OBJECTIVE >> Return every line of the items below without changing a single character.

### INPUT RECORDS

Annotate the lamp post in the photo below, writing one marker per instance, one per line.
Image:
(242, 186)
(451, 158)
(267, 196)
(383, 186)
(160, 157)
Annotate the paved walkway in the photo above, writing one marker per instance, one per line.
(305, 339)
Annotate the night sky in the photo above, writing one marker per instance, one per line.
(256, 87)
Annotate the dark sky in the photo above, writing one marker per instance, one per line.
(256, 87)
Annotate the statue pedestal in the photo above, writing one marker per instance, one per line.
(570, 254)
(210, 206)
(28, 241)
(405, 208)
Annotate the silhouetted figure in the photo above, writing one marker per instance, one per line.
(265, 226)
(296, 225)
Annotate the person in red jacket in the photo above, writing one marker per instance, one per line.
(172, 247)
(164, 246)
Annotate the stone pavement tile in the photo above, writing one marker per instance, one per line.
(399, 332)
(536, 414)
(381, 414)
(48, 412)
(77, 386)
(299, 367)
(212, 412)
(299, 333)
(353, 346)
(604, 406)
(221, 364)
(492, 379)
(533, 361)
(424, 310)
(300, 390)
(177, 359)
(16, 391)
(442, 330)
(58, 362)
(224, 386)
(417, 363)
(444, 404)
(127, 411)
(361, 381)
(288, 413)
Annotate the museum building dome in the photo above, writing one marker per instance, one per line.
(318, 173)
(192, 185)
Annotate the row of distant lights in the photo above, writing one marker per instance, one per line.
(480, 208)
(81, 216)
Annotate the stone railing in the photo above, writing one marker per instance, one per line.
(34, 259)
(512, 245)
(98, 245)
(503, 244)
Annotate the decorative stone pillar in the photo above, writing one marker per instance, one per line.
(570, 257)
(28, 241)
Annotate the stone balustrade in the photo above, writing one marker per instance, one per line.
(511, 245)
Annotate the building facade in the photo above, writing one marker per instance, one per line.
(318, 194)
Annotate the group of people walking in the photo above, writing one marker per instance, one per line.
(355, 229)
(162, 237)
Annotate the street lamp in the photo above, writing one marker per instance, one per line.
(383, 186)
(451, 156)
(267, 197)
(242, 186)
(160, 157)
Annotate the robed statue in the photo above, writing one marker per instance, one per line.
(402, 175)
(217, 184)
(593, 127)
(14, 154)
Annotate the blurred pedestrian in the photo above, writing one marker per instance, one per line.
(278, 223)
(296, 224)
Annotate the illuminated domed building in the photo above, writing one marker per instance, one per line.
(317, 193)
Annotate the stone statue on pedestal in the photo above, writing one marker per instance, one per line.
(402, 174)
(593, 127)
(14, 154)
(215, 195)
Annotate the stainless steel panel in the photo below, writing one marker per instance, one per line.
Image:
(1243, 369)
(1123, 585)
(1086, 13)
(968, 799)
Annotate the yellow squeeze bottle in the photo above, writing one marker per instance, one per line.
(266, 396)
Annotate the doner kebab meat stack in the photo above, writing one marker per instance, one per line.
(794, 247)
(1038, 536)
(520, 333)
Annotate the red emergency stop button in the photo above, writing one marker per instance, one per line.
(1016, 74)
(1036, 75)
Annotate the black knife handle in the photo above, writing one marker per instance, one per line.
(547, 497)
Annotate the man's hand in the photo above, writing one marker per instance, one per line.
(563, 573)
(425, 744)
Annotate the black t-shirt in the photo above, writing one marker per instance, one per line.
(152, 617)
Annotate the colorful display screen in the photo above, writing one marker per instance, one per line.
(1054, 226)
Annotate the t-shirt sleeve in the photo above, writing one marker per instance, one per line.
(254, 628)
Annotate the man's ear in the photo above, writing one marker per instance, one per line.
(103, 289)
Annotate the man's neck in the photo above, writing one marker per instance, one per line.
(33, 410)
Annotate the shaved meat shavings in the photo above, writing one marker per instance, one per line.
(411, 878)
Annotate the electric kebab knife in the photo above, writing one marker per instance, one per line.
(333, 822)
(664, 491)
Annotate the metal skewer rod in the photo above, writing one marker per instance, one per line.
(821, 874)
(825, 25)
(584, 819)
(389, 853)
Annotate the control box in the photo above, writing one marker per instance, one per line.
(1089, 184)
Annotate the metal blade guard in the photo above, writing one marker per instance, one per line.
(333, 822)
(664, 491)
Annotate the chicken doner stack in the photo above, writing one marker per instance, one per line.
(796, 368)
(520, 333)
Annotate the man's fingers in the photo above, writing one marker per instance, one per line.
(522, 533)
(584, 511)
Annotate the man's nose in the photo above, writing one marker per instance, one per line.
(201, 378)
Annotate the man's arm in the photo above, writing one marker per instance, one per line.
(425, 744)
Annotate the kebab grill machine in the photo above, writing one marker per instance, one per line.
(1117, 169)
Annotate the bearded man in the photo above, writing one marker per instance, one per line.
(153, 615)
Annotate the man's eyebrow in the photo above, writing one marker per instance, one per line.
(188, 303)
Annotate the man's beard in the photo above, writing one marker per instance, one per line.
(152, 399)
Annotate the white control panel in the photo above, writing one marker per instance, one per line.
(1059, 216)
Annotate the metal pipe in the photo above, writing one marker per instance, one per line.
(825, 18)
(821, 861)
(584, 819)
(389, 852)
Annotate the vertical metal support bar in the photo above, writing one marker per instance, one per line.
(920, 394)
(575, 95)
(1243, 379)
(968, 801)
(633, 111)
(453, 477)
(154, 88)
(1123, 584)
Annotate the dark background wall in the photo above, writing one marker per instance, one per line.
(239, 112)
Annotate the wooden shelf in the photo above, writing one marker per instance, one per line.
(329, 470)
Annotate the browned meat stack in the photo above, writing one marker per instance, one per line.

######

RESPONSE TO THE EXERCISE >>
Annotate the lamp post in the photo below, writing one marker per instance, one per line.
Image:
(242, 186)
(451, 158)
(267, 196)
(383, 186)
(160, 157)
Annotate the paved walkway in the photo above, writing one marker per instance, one per line.
(305, 339)
Annotate the night sky in the photo above, writing one marker per instance, one per line.
(256, 87)
Annotate the dark sky in the photo above, writing one marker per instance, one per line.
(256, 87)
Annotate the statue pedestal in the photo above, writing one marker per instance, one per line.
(570, 254)
(210, 206)
(28, 241)
(405, 208)
Annotate the silhouetted figure in the photo above, writing one marker per instance, one per line.
(265, 226)
(296, 225)
Annotate the person in red jacket in the photo above, writing one marker per instance, one per line.
(172, 247)
(164, 246)
Annotate the stone pavement tile in the photo above, writing one marker per instance, one per line.
(399, 332)
(536, 414)
(381, 414)
(48, 412)
(77, 386)
(299, 367)
(212, 412)
(299, 333)
(353, 346)
(604, 406)
(221, 364)
(492, 379)
(533, 361)
(424, 310)
(300, 390)
(177, 359)
(16, 391)
(442, 330)
(58, 362)
(224, 386)
(417, 363)
(444, 404)
(127, 411)
(361, 381)
(288, 413)
Annotate the museum building dome in the photo above, writing one marker per instance, one per line.
(318, 173)
(192, 185)
Annotate the row of distant lights in the photo above, writing one marker per instance, one per line.
(480, 208)
(81, 216)
Annotate the stone railing in the photo above, writing one marker per instance, one per line.
(34, 259)
(512, 245)
(98, 245)
(503, 244)
Annotate the decorative stone pillar in the photo above, writing one marker per instance, one per line.
(570, 257)
(28, 241)
Annotate the stone balustrade in the photo above, writing one marker per instance, one per line.
(511, 245)
Annotate the building facade in the photo above, writing one marker per instance, one per line.
(318, 194)
Annotate the group of people walking in the photo above, writing one marker per instance, one per line.
(355, 229)
(162, 237)
Annotate the street lamp in the photo above, writing one marker per instance, one per line.
(383, 186)
(451, 156)
(267, 197)
(242, 186)
(160, 157)
Annotate the robed statue in the photo above, writing one marker per instance, one per line.
(402, 175)
(217, 184)
(593, 127)
(14, 154)
Annotate the blurred pedestrian in the photo above, writing one marker per instance, one per line.
(278, 223)
(296, 224)
Annotate the illuminated domed building in the photo above, writing one marker per instance, one per line.
(317, 193)
Annotate the stone statue on pedestal in the photo above, writing one marker per instance, one per line.
(402, 174)
(593, 127)
(14, 154)
(215, 195)
Annotate the stainless steel panel in the photo below, writing one marker per instance, one per line.
Image:
(1243, 369)
(1123, 585)
(1086, 13)
(968, 799)
Annotate the yellow squeeze bottle in the photo above, writing one marker per instance, one per line.
(266, 396)
Annotate the doner kebab meat stack in the photo above, writing one marker per instance, one per line.
(794, 247)
(1038, 536)
(520, 333)
Annotate the red emergency stop button in the photo above, writing one marker per instance, one per line.
(1016, 74)
(1036, 75)
Annotate the black knife handle in the photo above, writing one marker per instance, one per line.
(547, 497)
Annotate the man's hand in the photo above, writing one marker per instance, one per line.
(563, 573)
(425, 744)
Annotate the black t-shirt in the photo above, writing one marker per instance, one per line.
(152, 617)
Annotate the colorful display screen in the photo above, writing one marker per instance, one per line.
(1054, 226)
Annotate the t-shirt sleeve in the photo above, writing one marker per instance, one per line.
(254, 628)
Annotate the man's ear in the photo above, writing one marker per instance, one per line.
(103, 289)
Annotate the man's neck in the photo above, writing one marker per instance, one per line.
(33, 410)
Annotate the shaved meat shavings in the photo above, writing one marker per instance, one per line.
(411, 878)
Annotate the electric kebab knife in the photo above, writing one marker per instance, one per line.
(333, 822)
(664, 491)
Annotate the metal skewer rod in the photo above, writing one marker per instance, one per line.
(821, 874)
(825, 25)
(584, 819)
(389, 853)
Annotate the control box in the photo above, writing one marker per instance, one per line.
(1089, 184)
Annotate the metal blade guard in the photo above, writing one marker per instance, one per line.
(333, 822)
(664, 491)
Annotate the chicken doner stack in the photo above, writing one marker per instance, one per line.
(796, 368)
(520, 333)
Annotate the man's fingers in the photo above, writing one marker per instance, one per line.
(522, 533)
(584, 511)
Annotate the man's nose in the photo above, writing one marker per instance, one per line.
(201, 378)
Annotate the man's arm in the photo above, writing one marker per instance, one per line.
(425, 744)
Annotate the kebab grill machine in the photo above, writing one marker per instance, one per line.
(1117, 169)
Annotate the bearded man in the photo above, writing one marker per instance, one per line.
(153, 615)
Annotate the man's eyebrow in the photo above, writing one marker per instance, one per line.
(188, 303)
Annotate the man's beard in the photo above, writing one marker per instance, one per line.
(152, 399)
Annotate the white control panel in the photo above, writing one marker per instance, one per line.
(1059, 216)
Annotate the metal pipe in the photo above, writing one marker per instance, one per line.
(825, 18)
(821, 861)
(584, 819)
(389, 852)
Annotate the vertical metal support bar in the photo above, writing one marker per instance, one per line.
(920, 394)
(575, 95)
(1243, 379)
(968, 801)
(633, 111)
(453, 477)
(154, 88)
(1123, 584)
Annotate the dark background wall in the photo above, writing one marker per instance, one per line.
(239, 112)
Annotate the wooden shelf in the photo above, writing one marker per instance, one per line.
(329, 470)
Annotate the browned meat stack in the photo above, writing one marker per instance, one per line.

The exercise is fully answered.